■ PAGE EXTRACT:
::::::::
PLOS Drug Marketing Study: Behind the ugly headlines

By John Kamp, Executive Director, Coalition for Healthcare Communication

While the headlines cite implausible rates of non-compliance with FDA marketing regulations, a close reading of the recent PLOS One article, “Adherence of Pharmaceutical Advertisements in Medical Journals to FDA Guidelines and Content for Safe Prescribing,” demonstrates:

1. the stated preference (bias) of the authors for their own brand of marketing regulation and

2. the underlying challenge industry, doctors and patients face under the current FDA regulation of drug ads.

Simply put, no one knows for sure what”s compliant until the FDA says so, most often in a FDA warning letter.  This serves no one including doctors, patients, FDA and industry.  Regardless of the authors regulatory preferences, they are absolutely correct in this conclusion: “The FDA could better protect public health by creating new more objective advertisement guidelines requiring transparent presentation of basic

safety and efficacy information.” Everyone loses under the current standards because the rules prevent good communication and subject the industry to unwarrented criticism from the press, politicians and medical professionals and uneven, unpredictable enforcement from FDA.  Better regulations would enable better informed patients and doctors, thus better patient care.

The Coalition filed a Citizen Petition in March of 2006 asking the FDA to create clear, objective standards for professional and consumer advertising.  It”s time for widespread industry dialogue on how to improve these rules to better serve the public health.
::::::::
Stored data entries
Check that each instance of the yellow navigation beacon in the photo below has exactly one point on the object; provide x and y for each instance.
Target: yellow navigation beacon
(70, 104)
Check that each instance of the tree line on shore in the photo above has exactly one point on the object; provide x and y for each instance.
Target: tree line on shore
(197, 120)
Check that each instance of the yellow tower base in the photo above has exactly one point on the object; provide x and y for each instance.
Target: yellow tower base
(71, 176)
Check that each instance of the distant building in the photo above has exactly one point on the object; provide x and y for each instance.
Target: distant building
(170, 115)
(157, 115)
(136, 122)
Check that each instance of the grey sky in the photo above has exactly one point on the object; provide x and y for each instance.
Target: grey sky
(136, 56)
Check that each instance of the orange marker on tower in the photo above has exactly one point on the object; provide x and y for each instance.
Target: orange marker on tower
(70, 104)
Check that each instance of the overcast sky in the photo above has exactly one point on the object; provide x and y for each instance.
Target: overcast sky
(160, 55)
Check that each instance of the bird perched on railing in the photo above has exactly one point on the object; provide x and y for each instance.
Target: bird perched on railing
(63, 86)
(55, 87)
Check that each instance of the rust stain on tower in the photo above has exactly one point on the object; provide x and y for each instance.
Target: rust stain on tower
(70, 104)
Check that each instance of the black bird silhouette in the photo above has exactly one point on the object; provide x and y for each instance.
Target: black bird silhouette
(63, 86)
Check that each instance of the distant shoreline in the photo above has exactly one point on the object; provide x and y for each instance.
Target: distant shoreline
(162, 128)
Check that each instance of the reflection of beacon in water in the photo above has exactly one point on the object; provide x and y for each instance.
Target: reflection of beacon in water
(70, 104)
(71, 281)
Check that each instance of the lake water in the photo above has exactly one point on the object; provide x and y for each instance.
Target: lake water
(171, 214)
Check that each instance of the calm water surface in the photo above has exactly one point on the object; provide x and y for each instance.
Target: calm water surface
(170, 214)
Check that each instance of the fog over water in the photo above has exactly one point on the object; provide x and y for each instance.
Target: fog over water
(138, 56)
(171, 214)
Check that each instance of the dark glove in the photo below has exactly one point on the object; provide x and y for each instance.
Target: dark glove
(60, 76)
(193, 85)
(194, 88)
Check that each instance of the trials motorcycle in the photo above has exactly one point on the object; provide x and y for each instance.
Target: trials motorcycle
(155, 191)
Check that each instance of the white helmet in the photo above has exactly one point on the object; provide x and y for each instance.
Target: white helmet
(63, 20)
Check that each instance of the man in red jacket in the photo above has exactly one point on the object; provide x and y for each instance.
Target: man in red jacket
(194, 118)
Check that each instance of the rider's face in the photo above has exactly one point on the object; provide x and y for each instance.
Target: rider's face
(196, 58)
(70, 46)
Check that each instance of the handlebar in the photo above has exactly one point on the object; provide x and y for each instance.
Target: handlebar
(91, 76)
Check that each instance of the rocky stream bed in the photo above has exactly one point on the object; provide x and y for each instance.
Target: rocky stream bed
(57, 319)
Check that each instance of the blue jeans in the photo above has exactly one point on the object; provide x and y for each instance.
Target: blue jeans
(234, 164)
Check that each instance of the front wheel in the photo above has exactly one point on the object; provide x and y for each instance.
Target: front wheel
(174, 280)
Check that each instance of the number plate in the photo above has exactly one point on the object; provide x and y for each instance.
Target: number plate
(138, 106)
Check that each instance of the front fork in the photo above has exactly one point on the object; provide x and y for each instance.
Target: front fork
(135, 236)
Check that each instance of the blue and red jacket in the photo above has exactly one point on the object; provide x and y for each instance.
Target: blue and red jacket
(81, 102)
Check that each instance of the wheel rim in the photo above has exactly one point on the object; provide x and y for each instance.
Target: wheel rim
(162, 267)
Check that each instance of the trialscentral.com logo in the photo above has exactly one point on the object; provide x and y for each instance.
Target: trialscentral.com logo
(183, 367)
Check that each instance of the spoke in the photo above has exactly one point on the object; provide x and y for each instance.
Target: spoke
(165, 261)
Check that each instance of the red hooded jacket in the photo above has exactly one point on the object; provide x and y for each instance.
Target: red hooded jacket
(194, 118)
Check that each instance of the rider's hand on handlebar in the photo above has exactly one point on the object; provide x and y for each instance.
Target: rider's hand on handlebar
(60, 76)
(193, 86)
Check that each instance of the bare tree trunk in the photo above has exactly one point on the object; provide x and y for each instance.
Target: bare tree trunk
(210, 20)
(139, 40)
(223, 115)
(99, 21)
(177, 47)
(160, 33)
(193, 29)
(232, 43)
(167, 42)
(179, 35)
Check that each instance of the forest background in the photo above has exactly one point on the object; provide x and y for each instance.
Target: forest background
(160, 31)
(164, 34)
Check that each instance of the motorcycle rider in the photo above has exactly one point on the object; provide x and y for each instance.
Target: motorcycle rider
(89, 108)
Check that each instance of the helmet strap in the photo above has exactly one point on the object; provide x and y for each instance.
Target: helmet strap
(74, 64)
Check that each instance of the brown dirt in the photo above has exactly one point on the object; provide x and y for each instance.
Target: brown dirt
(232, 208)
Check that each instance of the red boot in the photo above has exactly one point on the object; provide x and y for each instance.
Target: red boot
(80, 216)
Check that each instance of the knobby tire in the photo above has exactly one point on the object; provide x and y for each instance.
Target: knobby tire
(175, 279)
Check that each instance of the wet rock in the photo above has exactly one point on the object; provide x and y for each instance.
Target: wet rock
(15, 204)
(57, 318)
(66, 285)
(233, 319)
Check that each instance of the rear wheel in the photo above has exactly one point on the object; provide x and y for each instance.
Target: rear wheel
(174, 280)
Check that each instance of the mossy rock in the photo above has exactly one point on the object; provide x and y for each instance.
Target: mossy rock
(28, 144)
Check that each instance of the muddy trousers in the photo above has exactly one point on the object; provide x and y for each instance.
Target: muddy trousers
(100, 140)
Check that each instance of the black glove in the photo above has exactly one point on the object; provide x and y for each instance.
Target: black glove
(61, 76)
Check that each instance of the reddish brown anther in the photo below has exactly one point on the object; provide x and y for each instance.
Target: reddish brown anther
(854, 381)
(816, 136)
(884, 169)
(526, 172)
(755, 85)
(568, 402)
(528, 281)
::::::::
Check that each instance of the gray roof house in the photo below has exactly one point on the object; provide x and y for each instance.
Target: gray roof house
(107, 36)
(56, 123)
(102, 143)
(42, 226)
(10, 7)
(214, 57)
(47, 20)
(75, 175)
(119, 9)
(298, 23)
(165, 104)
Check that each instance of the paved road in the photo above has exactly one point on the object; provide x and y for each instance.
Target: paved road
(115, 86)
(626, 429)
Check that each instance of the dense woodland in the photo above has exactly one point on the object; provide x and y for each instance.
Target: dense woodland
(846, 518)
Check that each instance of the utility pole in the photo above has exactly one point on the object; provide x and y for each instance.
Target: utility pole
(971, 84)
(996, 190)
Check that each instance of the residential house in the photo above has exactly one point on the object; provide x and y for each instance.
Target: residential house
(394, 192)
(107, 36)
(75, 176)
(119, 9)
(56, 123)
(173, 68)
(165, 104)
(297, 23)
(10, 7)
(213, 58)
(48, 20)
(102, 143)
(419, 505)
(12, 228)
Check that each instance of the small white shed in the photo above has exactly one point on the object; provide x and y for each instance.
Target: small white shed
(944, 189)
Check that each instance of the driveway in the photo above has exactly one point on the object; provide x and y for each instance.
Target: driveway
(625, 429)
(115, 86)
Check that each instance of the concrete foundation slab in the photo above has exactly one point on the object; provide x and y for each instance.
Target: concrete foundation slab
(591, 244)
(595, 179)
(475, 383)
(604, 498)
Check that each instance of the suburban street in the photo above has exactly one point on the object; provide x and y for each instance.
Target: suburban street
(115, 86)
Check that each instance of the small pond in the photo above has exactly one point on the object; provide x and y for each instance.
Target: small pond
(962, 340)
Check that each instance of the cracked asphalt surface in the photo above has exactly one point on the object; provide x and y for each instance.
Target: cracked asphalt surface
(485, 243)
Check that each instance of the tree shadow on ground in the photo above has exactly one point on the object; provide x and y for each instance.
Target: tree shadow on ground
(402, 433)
::::::::
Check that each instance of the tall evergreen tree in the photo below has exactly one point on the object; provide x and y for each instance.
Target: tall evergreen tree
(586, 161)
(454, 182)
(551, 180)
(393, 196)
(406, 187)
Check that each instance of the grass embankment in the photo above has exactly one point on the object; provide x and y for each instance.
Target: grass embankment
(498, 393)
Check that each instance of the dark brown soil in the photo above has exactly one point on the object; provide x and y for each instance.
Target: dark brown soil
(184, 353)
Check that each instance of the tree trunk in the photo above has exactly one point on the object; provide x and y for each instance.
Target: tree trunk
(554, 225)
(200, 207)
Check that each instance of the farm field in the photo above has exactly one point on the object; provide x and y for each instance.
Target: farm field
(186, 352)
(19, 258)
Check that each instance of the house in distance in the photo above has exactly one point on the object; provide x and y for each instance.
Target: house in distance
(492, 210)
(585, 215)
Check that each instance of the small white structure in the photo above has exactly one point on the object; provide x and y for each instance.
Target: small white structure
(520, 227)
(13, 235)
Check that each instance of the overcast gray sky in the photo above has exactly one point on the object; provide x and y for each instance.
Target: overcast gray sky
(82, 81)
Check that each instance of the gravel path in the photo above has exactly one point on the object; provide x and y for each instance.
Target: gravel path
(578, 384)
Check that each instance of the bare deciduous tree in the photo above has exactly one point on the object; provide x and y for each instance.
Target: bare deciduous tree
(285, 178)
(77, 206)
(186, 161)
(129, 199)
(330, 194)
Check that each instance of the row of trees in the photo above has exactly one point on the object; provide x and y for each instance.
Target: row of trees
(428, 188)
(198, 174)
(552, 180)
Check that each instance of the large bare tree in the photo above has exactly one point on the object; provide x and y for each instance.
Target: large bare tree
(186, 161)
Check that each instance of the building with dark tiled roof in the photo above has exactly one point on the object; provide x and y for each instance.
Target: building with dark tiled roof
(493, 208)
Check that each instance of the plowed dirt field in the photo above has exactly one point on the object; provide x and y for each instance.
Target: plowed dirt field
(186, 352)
::::::::
Edit the drug marketing commentary above: copy it from the words "safety and efficacy" through the words "the public health.", changing "unpredictable" to "inconsistent".

safety and efficacy information.” Everyone loses under the current standards because the rules prevent good communication and subject the industry to unwarrented criticism from the press, politicians and medical professionals and uneven, inconsistent enforcement from FDA.  Better regulations would enable better informed patients and doctors, thus better patient care.

The Coalition filed a Citizen Petition in March of 2006 asking the FDA to create clear, objective standards for professional and consumer advertising.  It”s time for widespread industry dialogue on how to improve these rules to better serve the public health.